- Task goal -
The answer must restate every entry below word for word.

- Data entries -

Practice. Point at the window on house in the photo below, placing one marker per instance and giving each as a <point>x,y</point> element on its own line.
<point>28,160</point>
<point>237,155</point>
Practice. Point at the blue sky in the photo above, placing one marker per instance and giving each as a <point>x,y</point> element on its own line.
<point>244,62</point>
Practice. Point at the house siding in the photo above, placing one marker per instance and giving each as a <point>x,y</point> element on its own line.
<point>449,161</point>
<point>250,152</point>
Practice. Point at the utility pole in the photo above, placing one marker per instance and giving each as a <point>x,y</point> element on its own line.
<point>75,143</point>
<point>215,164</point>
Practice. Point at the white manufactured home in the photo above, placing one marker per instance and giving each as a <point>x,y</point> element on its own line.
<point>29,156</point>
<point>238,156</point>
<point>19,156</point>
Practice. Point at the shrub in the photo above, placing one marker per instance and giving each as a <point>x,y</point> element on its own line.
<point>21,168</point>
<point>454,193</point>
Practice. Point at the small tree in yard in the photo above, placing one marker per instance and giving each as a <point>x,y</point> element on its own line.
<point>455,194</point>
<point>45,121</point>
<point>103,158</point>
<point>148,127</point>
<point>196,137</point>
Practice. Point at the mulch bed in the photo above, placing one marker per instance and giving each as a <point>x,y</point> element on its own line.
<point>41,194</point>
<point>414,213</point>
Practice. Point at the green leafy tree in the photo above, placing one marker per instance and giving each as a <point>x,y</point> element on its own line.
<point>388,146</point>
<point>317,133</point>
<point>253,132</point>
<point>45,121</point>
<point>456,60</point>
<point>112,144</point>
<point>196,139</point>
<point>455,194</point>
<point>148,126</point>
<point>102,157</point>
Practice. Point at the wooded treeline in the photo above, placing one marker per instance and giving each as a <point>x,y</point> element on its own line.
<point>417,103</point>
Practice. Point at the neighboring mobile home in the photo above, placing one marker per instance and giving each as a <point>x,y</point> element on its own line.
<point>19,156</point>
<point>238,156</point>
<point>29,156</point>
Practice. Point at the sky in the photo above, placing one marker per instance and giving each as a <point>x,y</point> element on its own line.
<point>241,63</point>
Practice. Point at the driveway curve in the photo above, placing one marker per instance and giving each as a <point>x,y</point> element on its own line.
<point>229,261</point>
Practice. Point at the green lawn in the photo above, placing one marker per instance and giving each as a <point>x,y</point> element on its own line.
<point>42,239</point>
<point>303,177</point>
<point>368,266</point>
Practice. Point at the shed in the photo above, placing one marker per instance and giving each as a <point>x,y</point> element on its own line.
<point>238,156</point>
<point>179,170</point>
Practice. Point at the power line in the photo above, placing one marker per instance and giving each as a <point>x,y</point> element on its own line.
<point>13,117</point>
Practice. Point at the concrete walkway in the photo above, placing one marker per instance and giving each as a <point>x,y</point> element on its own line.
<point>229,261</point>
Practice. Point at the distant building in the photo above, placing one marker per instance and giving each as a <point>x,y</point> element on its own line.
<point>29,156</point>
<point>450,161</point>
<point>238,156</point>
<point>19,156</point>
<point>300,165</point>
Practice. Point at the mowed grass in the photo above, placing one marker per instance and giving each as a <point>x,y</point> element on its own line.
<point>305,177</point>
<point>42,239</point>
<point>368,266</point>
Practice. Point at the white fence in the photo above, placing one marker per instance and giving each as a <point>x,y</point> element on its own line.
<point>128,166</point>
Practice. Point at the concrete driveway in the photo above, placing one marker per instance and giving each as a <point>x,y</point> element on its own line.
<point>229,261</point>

- Result for this exercise -
Practice. Point at the window on house in the photo below, placing one marker per instance and giving each as a <point>x,y</point> element on its own line.
<point>28,160</point>
<point>237,155</point>
Practice. Point at the blue sky in the photo above, placing one marker per instance and giving each as a <point>x,y</point> element on its own line.
<point>244,62</point>
Practice. Point at the house siding in the photo above, placing one marker per instance and giving each as a <point>x,y</point> element on its own line.
<point>449,161</point>
<point>250,152</point>
Practice. Point at the utility pole in the photo above, placing one marker per instance and giving each as a <point>x,y</point> element on its own line.
<point>75,143</point>
<point>215,164</point>
Practice. Point at the white manufactured home in the photo above, placing one marker per instance and giving each as a <point>x,y</point> element on its own line.
<point>29,156</point>
<point>238,156</point>
<point>19,156</point>
Practice. Point at the shrub in the photo above, placing one marker per instance and giving each as a <point>x,y</point> element on its own line.
<point>21,168</point>
<point>454,193</point>
Practice. Point at the small tree in yard in the photo above, placing one marker per instance and giving each as a <point>x,y</point> element on its own line.
<point>455,194</point>
<point>45,121</point>
<point>103,158</point>
<point>148,127</point>
<point>196,137</point>
Practice. Point at the mulch bed in the photo above, placing one marker per instance and giving each as a <point>x,y</point> element on its own line.
<point>41,194</point>
<point>414,213</point>
Practice. Point at the green leafy tree in the photo above, placing one marker per instance and giving each as a <point>x,y</point> element on its own line.
<point>388,146</point>
<point>317,133</point>
<point>253,132</point>
<point>45,121</point>
<point>456,60</point>
<point>112,144</point>
<point>196,139</point>
<point>455,194</point>
<point>148,126</point>
<point>102,157</point>
Practice. Point at the wooded treeline in the photo above, placing one marker per instance and giving each as a <point>x,y</point> element on its own line.
<point>417,103</point>
Practice. Point at the neighboring mobile home in the photo above, placing one marker per instance and giving each as a <point>x,y</point> element on its own line.
<point>19,156</point>
<point>238,156</point>
<point>29,156</point>
Practice. Point at the sky in the photo above, placing one marker per instance and giving each as a <point>x,y</point> element on its own line.
<point>241,63</point>
Practice. Point at the driveway curve in the photo above, placing one marker per instance and giving each as a <point>x,y</point> element on its own line.
<point>229,261</point>
Practice. Point at the green lawn in the photo above, placing one marker per instance and giving each as a <point>x,y</point> element on its own line.
<point>42,239</point>
<point>303,177</point>
<point>368,266</point>
Practice. Point at the shed in the photo above, placing one marker per instance and giving each as a <point>x,y</point> element on its own line.
<point>238,156</point>
<point>179,170</point>
Practice. Point at the power line in the photo above, placing one marker per instance and giving each as a <point>x,y</point> element on its own line.
<point>13,117</point>
Practice. Point at the concrete walkway in the photo above, placing one marker per instance and giving each as a <point>x,y</point> element on its own line.
<point>229,261</point>
Practice. Point at the distant building in the photo above, placing one marker per instance and giving each as a <point>x,y</point> element on its own line.
<point>29,156</point>
<point>450,161</point>
<point>238,156</point>
<point>19,156</point>
<point>300,165</point>
Practice. Point at the mowed grass in the photo above, placing one marker per instance and giving each as a <point>x,y</point> element on its own line.
<point>305,177</point>
<point>42,239</point>
<point>368,266</point>
Practice. Point at the white fence in the photo above, placing one marker per instance and giving each as a <point>x,y</point> element on its own line.
<point>128,166</point>
Practice. Point at the concrete driveway in the photo above, placing one marker per instance and giving each as a <point>x,y</point> element on its own line.
<point>229,261</point>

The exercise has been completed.